BEGIN Quoted text

Understanding Privacy

Project Group A: Understanding Privacy

Projects in this group focus on different sources of personal data, and address different technology areas required as building blocks to comprehensively understand user privacy.

We will develop methods for identifying privacy-relevant information in digital user habitats, in particular from natural language utterances in online forums, and from visual data.

We will develop methods for predicting how information may be disseminated, through (unintended or malicious) software leakage, and through information spreading in online social networks.

We will analyze how natural language utterances and visual data may enable an adversary to link a user’s online accounts across sites, and we will build on all these methods to predict how an adversary may compromise a user’s privacy by combining all these sources of information.

We will start the investigation of suitable user interaction paradigms, understandably presenting the outcome of particular threat analyses, giving the user better control over her privacy.

Naturally, the projects will concentrate on adapting and advancing state-of-the-art methods to meet the challenges imposed by the highly heterogeneous, unstructured, and dynamic nature of the domain.

We need to extract information from large-scale heterogeneous data sources; to advance image and software analysis methods; to pioneer the linkage of unstructured user records consisting mostly of natural language text; to advance methods enabling convenient privacy specification by laymen users.

Many of our methods will devise computer-processable models – of user data, of a user’s current exposure to the extent that can be determined, of inferences an adversary could make, of hypothetical near-term future events – and advance associated analysis and simulation techniques for assessing and predicting privacy threats.

END Quoted text

**What you need to do**.
- 1) Do statements (a), (b), and (c) agree with the Understanding Privacy text? Answer yes or no for each, and quote the deciding words of the text. (a) The projects aim to identify privacy-relevant information in natural language utterances in online forums and in visual data. (b) The group will complete its investigation of user interaction paradigms. (c) The computer-processable models will cover hypothetical long-term future events.
- 2) Repeat the part of the Understanding Privacy text starting at "Project Group A: Understanding" and ending at "from visual data.".

BEGIN Extracted information

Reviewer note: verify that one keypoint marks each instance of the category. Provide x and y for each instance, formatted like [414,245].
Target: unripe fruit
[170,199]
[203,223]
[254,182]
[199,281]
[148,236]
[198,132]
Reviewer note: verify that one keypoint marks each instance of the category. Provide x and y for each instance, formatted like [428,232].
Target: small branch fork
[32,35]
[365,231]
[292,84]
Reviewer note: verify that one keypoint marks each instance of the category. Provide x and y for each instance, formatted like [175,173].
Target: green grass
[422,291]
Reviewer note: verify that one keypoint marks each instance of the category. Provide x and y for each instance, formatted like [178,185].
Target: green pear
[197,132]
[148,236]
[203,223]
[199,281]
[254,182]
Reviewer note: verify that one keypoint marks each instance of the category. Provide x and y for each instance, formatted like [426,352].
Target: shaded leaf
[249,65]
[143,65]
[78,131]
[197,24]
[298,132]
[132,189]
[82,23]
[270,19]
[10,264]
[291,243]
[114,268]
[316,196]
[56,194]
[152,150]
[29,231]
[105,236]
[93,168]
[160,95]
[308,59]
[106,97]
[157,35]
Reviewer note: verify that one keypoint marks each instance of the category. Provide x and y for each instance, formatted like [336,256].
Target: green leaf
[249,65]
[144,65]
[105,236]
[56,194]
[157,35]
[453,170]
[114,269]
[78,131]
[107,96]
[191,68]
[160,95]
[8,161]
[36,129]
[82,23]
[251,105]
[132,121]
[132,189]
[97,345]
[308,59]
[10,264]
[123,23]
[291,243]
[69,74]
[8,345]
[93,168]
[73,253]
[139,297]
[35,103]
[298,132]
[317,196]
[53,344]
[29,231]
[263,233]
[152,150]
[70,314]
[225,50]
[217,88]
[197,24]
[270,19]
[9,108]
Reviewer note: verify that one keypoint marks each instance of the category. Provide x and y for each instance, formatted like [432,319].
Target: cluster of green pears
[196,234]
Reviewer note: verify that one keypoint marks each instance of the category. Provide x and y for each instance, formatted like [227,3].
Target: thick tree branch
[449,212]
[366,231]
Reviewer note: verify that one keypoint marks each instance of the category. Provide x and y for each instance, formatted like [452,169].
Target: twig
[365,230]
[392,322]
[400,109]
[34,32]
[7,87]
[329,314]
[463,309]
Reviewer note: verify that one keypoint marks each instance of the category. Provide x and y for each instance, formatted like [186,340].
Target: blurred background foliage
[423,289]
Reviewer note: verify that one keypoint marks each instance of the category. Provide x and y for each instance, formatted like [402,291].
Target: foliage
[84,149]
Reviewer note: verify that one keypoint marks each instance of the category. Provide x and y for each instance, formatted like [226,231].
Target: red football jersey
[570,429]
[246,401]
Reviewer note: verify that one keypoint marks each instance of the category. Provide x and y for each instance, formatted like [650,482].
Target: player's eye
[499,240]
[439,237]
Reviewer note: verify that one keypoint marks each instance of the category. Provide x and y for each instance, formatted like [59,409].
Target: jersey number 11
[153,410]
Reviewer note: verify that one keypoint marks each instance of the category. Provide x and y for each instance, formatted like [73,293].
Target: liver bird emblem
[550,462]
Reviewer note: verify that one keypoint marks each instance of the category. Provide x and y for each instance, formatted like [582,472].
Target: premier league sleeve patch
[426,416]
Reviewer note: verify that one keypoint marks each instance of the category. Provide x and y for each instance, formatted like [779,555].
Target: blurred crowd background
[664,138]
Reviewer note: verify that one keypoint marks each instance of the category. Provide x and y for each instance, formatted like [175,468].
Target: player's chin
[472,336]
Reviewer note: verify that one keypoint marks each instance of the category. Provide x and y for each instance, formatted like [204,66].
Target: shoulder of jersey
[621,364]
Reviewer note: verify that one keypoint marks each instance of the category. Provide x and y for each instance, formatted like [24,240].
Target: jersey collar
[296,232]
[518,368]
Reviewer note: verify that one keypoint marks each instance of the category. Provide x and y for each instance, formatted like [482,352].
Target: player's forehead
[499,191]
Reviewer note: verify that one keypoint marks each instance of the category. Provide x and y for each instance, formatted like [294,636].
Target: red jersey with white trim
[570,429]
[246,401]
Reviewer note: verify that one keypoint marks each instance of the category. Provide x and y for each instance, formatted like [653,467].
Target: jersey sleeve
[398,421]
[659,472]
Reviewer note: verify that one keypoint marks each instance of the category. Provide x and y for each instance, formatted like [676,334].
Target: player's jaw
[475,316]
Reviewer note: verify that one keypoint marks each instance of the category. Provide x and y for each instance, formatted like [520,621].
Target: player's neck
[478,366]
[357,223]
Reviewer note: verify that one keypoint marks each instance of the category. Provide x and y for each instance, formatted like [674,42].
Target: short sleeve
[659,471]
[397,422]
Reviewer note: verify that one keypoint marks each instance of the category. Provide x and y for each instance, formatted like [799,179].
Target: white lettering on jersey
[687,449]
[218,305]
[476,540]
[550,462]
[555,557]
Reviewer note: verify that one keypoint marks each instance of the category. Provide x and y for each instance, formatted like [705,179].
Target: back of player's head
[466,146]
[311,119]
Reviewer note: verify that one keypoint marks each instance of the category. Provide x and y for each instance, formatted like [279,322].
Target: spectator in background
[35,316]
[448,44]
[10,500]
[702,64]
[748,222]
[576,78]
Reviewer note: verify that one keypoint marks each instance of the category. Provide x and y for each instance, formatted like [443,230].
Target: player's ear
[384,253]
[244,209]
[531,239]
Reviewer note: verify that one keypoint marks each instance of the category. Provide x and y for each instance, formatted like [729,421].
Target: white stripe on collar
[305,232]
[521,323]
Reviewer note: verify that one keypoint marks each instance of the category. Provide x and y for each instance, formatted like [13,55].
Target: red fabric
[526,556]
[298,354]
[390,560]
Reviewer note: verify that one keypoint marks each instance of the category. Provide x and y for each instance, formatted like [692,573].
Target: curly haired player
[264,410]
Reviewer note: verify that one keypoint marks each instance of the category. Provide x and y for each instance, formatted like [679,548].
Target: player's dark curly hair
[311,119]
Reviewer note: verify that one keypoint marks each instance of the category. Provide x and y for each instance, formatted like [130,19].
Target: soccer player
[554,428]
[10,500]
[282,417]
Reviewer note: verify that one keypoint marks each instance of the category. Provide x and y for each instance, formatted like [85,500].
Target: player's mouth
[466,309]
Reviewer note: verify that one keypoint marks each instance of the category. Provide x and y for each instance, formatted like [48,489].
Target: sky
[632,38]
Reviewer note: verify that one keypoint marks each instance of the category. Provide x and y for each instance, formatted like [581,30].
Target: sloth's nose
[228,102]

END Extracted information

**Task responses**.
- 1)
(a) Yes: "in particular from natural language utterances in online forums, and from visual data"
(b) No: "We will start the investigation of suitable user interaction paradigms"
(c) No: "of hypothetical near-term future events"

- 2)
Project Group A: Understanding Privacy

Projects in this group focus on different sources of personal data, and address different technology areas required as building blocks to comprehensively understand user privacy.

We will develop methods for identifying privacy-relevant information in digital user habitats, in particular from natural language utterances in online forums, and from visual data.